Task to carry out: When you reach the line with "point(152, 34)" in the listing below, transcribe it and each line after it up to and including the line with "Target: plastic bag", exactly and with nothing else.

[Materials provided]

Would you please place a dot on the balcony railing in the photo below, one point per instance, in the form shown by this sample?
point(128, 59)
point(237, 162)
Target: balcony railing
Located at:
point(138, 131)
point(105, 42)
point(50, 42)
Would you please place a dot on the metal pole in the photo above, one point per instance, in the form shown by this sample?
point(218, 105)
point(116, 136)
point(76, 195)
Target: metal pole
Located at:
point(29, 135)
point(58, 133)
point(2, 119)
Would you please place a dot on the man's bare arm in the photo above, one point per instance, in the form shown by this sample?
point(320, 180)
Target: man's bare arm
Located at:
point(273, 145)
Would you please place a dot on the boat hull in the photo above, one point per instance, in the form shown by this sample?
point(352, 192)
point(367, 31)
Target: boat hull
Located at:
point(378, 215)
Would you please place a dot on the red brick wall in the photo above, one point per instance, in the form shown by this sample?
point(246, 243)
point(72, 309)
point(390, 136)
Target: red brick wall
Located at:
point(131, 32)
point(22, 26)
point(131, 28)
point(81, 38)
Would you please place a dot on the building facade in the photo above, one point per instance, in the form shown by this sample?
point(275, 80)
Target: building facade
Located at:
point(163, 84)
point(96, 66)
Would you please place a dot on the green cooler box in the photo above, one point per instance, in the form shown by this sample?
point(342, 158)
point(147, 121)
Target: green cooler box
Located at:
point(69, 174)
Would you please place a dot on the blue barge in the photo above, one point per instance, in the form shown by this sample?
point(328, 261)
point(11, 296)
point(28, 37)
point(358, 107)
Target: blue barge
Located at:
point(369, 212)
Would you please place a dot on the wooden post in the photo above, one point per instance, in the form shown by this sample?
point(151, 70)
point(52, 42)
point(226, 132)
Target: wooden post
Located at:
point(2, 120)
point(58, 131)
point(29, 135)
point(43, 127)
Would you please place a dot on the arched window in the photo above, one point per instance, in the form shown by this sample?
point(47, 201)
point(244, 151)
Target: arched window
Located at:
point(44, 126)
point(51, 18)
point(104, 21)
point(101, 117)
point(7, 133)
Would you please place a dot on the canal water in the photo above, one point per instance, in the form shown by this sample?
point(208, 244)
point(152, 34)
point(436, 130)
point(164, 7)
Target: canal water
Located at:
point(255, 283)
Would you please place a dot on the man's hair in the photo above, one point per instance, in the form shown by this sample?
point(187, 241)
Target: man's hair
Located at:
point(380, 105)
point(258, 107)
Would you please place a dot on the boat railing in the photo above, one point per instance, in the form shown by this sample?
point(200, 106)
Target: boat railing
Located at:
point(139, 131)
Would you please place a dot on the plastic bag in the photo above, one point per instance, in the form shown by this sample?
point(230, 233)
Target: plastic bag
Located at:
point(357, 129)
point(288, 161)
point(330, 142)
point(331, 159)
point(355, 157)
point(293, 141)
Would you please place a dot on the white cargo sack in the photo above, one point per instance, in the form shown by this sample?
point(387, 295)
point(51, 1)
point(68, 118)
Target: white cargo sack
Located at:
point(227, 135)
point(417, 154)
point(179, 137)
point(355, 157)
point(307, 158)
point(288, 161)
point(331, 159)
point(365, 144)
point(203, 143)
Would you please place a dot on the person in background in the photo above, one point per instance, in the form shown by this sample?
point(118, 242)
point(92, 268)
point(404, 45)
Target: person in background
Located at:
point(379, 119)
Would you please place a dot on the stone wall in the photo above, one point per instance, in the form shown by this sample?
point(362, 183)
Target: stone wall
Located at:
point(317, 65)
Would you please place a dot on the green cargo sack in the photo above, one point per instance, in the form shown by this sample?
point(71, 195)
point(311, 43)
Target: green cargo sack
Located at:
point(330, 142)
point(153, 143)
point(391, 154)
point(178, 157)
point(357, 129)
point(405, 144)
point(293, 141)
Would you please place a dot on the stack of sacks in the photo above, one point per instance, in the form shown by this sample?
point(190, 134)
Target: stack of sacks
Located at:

[/Materials provided]

Task answer:
point(152, 34)
point(436, 130)
point(164, 7)
Target: canal water
Located at:
point(255, 283)
Would you please place a dot on the man's hair in the photo above, one point per instance, in the form shown by this sample?
point(187, 241)
Target: man's hair
Located at:
point(380, 105)
point(258, 107)
Would you please place a dot on the boat railing in the photo above, one point per instance, in the form shown by this sample?
point(200, 106)
Target: boat railing
Located at:
point(139, 131)
Would you please place a dot on the plastic bag in the photo above, one point per instance, in the form shown by this sample?
point(230, 233)
Target: plastic bag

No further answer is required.